● EXERCISE DESCRIPTION
The complete listing below should be transcribed precisely.

● RECORDS TO USE
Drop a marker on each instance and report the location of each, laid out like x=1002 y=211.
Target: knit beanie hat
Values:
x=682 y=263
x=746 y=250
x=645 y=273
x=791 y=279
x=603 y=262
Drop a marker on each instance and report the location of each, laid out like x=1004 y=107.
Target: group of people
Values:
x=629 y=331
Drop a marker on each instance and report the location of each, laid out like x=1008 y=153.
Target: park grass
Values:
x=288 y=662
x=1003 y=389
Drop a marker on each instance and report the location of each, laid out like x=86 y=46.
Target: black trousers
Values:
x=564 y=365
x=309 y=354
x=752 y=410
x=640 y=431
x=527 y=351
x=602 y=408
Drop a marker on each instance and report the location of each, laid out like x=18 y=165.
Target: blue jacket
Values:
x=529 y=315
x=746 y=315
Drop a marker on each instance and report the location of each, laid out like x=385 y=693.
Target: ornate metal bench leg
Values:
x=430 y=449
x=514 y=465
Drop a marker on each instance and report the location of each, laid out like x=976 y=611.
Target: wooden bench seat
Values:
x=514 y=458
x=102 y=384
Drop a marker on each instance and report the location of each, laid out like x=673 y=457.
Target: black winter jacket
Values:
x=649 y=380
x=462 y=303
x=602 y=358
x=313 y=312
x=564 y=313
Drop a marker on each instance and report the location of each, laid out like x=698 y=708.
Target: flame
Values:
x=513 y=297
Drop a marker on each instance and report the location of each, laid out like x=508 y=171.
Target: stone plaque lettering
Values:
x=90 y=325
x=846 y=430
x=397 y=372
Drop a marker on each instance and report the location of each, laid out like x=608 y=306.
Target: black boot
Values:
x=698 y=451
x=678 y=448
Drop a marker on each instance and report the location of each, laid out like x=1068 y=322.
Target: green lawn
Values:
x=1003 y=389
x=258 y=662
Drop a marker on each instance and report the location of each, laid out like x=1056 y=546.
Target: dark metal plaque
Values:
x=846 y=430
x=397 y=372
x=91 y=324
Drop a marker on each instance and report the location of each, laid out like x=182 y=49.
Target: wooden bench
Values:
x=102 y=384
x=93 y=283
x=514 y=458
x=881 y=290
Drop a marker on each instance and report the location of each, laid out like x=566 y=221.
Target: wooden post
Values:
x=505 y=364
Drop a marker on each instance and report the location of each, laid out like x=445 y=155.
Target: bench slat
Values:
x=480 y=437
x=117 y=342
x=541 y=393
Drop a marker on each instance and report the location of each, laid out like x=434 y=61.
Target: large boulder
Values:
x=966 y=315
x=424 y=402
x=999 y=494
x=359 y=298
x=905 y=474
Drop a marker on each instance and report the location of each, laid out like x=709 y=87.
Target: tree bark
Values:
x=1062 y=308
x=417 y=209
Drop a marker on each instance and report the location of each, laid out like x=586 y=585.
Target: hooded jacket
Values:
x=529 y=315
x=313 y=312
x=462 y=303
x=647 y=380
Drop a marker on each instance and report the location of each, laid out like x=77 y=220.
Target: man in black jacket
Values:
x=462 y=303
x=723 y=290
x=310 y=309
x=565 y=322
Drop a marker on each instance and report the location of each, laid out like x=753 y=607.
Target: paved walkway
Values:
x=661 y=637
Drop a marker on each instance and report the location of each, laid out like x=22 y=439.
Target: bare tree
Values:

● EXPECTED OUTPUT
Drop a marker on each instance and report the location of each, laid out like x=1002 y=211.
Target: knit beanie hat
Values:
x=682 y=263
x=746 y=250
x=645 y=273
x=791 y=279
x=603 y=262
Drop a marker on each instance and report the location of each, laid out like x=1004 y=107.
Target: group of people
Values:
x=629 y=331
Drop a marker on each instance and report the location of each, laid out like x=1008 y=153.
Target: park grass
Values:
x=288 y=662
x=1003 y=389
Drop a marker on each instance and report the location of each, laid out like x=86 y=46.
Target: black trousers
Values:
x=564 y=365
x=309 y=354
x=752 y=410
x=640 y=431
x=527 y=351
x=602 y=408
Drop a marker on each instance and report the location of each, laid out like x=18 y=165.
Target: blue jacket
Values:
x=529 y=315
x=746 y=315
Drop a marker on each instance and report the location of each, laid out like x=385 y=693.
Target: ornate metal bench leg
Values:
x=430 y=449
x=514 y=465
Drop a marker on each instance and report the location of each, laid out like x=976 y=611.
Target: wooden bench seat
Values:
x=514 y=458
x=102 y=384
Drop a marker on each instance and report the location of each, laid out like x=673 y=457.
Target: black winter jacket
Values:
x=649 y=380
x=462 y=303
x=602 y=358
x=313 y=312
x=564 y=313
Drop a marker on each instance and report the location of each, laid out like x=698 y=708.
Target: flame
Values:
x=513 y=297
Drop a marker on each instance and report the location of each, laid out like x=508 y=171.
Target: stone plaque lettering
Values:
x=90 y=325
x=846 y=430
x=397 y=372
Drop a marker on each instance and report the location of each, laid out like x=608 y=306.
Target: black boot
Values:
x=698 y=451
x=678 y=448
Drop a marker on each instance and report the location of each, laid out like x=1068 y=322.
Target: green lawn
Values:
x=1003 y=389
x=258 y=662
Drop a marker on each instance and report the location of each, laid out like x=1056 y=546.
Target: dark metal plaque
Values:
x=846 y=430
x=397 y=372
x=91 y=324
Drop a marker on each instance and report the location of each, laid out like x=182 y=49.
Target: wooden bench
Values:
x=102 y=384
x=93 y=283
x=514 y=458
x=881 y=290
Drop a marker on each instance and report the location of each, laid out like x=566 y=221.
Target: wooden post
Values:
x=505 y=364
Drop a marker on each instance and report the location of each, laid out like x=445 y=155.
Target: bench slat
Values:
x=480 y=437
x=117 y=342
x=541 y=393
Drop a marker on each instance and report the location of each, laid out like x=434 y=61.
Target: large boulder
Values:
x=966 y=315
x=424 y=402
x=999 y=494
x=359 y=298
x=905 y=474
Drop a marker on each instance and report the location of each, laid out like x=709 y=87.
Target: tree bark
Values:
x=1062 y=308
x=417 y=209
Drop a marker on each instance and report the location of each, laid out like x=586 y=585.
Target: hooded jacket
Values:
x=529 y=315
x=313 y=312
x=462 y=303
x=647 y=380
Drop a marker on each instance and report the location of each, laid out like x=77 y=220.
Target: man in black jacket
Values:
x=462 y=303
x=723 y=290
x=310 y=309
x=565 y=322
Drop a marker on each instance and report the location of each, laid out like x=753 y=607.
Target: paved walkway
Values:
x=661 y=637
Drop a marker on each instance and report the location of each, laid out like x=22 y=439.
Target: bare tree
Values:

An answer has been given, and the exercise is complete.